> **Exercise description**: Among the entries below, one stretch runs from the line that contains "Target: metal railing" through the line that contains "Target: woman's arm". Repeat that stretch exactly, ends included, and only that.

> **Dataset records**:
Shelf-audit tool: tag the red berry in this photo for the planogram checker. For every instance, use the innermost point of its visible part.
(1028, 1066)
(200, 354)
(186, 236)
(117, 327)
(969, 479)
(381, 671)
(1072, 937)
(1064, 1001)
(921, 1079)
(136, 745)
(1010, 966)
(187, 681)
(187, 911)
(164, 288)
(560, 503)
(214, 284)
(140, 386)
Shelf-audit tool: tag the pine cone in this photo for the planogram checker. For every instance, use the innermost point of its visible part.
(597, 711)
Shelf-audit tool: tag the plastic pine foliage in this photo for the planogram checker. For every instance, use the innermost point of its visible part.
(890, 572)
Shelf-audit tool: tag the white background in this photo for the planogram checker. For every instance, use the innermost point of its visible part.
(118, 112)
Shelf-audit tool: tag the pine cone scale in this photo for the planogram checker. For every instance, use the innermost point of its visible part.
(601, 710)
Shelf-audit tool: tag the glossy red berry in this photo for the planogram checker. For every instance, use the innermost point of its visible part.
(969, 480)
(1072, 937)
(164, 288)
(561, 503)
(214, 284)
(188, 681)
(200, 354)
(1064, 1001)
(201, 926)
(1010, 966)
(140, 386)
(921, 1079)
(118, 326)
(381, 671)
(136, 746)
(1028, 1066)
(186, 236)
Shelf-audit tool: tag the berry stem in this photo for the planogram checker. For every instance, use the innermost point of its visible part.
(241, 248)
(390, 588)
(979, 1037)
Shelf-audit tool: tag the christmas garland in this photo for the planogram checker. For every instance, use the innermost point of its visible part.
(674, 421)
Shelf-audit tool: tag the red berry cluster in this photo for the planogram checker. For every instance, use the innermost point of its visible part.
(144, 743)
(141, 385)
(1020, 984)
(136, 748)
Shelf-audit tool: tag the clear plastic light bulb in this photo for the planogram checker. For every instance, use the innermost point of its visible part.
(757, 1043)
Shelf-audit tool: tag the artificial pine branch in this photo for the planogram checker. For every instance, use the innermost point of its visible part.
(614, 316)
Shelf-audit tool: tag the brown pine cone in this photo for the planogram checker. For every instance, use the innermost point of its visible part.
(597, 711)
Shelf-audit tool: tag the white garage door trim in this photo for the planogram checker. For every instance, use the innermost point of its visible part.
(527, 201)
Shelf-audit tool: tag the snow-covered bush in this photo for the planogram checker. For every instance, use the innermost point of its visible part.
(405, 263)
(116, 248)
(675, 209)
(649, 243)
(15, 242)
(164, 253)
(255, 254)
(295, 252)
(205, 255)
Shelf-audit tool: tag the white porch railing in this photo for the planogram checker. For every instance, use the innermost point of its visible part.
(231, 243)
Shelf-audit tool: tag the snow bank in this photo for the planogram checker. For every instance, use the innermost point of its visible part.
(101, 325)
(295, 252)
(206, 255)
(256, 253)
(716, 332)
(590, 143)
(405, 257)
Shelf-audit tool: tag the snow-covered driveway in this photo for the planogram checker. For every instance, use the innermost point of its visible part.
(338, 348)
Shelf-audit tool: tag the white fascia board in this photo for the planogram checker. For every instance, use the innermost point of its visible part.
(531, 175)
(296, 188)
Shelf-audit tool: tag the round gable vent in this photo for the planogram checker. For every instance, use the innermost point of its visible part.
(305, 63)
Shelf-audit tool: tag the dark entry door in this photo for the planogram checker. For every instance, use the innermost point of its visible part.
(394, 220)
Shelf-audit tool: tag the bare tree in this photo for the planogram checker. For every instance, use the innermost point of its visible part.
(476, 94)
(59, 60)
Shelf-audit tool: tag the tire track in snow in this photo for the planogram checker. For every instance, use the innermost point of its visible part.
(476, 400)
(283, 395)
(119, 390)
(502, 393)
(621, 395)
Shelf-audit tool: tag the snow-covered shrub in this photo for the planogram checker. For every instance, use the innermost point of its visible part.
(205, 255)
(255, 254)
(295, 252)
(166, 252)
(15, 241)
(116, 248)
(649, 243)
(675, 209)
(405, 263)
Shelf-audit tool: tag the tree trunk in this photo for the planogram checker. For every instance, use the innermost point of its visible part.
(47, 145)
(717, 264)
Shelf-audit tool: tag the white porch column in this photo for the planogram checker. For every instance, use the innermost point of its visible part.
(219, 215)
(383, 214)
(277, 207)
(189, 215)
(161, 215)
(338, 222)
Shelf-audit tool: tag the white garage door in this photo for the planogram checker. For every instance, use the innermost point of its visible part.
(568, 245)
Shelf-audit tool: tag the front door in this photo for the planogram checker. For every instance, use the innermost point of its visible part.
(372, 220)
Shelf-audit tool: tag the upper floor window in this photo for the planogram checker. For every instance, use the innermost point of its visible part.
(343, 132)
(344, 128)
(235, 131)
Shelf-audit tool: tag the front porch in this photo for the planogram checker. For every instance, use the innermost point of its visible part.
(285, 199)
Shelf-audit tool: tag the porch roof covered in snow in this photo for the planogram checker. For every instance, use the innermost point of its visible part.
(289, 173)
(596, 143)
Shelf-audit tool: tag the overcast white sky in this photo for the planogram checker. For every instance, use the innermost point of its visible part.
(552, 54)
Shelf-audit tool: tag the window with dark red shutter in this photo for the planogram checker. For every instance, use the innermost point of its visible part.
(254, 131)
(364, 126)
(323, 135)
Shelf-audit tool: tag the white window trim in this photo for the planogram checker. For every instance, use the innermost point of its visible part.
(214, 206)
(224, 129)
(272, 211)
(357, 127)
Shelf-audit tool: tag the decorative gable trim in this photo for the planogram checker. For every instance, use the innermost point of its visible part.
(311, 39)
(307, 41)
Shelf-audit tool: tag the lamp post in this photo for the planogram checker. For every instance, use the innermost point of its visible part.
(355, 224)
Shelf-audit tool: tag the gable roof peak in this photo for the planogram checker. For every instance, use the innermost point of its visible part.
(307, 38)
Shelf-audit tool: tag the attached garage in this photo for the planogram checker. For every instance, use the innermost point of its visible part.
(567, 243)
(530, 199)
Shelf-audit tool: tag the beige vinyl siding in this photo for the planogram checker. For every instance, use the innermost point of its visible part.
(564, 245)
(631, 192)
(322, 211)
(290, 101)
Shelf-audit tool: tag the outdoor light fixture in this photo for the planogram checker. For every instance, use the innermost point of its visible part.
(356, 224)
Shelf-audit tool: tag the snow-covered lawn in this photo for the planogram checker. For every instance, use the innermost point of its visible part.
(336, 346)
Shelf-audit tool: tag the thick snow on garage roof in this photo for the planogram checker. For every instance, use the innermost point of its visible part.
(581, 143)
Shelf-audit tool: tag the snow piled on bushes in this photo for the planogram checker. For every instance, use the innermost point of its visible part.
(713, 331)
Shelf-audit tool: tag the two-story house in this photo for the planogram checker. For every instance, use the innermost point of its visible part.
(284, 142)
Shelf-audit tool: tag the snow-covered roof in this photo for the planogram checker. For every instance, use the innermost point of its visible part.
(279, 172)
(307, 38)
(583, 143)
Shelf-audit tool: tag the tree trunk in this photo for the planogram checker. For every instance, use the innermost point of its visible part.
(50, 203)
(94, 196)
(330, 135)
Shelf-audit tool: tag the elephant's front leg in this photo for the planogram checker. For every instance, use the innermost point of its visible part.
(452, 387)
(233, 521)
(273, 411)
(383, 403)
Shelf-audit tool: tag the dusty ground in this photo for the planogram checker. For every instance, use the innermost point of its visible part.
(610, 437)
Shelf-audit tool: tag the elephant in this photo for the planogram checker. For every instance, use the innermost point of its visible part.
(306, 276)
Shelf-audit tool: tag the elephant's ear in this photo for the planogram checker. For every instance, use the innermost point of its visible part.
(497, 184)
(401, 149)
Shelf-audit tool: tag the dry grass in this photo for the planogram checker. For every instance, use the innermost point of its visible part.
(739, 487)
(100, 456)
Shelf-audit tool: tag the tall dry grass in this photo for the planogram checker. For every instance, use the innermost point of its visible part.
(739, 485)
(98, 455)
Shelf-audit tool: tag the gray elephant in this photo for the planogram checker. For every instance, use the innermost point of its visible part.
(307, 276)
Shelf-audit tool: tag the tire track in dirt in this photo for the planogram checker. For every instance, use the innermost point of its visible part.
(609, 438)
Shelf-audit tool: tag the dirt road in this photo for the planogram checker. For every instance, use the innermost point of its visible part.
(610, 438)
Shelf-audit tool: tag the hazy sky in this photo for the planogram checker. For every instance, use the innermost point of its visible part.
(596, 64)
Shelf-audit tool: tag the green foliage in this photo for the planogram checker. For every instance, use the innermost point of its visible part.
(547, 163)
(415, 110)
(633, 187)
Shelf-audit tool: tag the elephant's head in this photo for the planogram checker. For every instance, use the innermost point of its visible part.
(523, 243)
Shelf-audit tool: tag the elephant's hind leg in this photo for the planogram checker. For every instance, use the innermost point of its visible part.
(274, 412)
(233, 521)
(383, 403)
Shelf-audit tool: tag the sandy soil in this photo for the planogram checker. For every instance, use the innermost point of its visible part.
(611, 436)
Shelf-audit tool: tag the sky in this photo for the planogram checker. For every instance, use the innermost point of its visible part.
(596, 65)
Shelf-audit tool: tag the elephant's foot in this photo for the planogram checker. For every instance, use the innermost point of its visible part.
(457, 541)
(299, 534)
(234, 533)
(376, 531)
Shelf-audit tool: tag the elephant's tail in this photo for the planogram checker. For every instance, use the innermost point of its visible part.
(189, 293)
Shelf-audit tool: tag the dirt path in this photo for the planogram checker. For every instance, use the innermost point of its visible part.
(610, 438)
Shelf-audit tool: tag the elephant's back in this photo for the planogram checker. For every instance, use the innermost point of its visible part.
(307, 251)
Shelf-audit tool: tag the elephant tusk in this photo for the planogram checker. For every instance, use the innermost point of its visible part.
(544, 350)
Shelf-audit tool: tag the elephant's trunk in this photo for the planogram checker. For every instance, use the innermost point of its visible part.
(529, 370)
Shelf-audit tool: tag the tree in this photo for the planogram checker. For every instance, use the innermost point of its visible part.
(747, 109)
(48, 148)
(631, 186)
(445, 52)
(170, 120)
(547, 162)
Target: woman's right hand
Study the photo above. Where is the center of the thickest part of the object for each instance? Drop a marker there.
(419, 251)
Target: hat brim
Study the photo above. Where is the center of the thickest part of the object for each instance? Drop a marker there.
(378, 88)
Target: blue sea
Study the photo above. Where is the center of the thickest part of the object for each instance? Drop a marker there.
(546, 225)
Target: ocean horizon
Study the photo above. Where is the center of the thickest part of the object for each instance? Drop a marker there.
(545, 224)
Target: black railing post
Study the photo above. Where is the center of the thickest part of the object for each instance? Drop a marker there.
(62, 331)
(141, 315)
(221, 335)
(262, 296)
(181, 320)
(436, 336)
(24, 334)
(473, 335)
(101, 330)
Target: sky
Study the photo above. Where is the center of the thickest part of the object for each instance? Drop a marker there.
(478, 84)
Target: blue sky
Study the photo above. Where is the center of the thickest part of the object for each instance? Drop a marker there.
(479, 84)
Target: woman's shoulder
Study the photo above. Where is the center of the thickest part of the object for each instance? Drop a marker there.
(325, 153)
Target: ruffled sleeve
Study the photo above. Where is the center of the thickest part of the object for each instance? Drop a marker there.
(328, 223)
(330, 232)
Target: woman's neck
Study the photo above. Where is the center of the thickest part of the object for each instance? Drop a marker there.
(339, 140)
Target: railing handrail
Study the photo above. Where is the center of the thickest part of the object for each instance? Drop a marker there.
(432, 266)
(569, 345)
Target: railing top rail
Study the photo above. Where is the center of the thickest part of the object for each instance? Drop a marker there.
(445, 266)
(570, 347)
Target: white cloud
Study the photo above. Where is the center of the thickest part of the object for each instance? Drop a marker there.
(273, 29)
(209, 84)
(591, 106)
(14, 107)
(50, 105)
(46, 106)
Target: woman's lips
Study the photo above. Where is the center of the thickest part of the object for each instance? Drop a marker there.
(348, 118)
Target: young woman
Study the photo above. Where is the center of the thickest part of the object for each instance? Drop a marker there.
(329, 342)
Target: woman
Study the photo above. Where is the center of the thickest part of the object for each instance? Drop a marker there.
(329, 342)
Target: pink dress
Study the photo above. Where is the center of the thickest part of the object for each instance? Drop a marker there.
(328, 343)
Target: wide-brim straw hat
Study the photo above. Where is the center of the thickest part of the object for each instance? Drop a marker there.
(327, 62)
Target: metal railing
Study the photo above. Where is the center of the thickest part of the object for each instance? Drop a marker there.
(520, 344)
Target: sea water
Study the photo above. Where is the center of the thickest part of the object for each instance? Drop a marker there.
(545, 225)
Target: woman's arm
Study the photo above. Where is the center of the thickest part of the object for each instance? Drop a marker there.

> **Expected answer**:
Target: metal railing
Study the photo above. Where is the center of the thickest part of the object for each instance? Drop a marker there.
(520, 344)
Target: sea water
Study the photo above. Where is the center of the thickest part of the object for each instance? Drop a marker there.
(545, 225)
Target: woman's arm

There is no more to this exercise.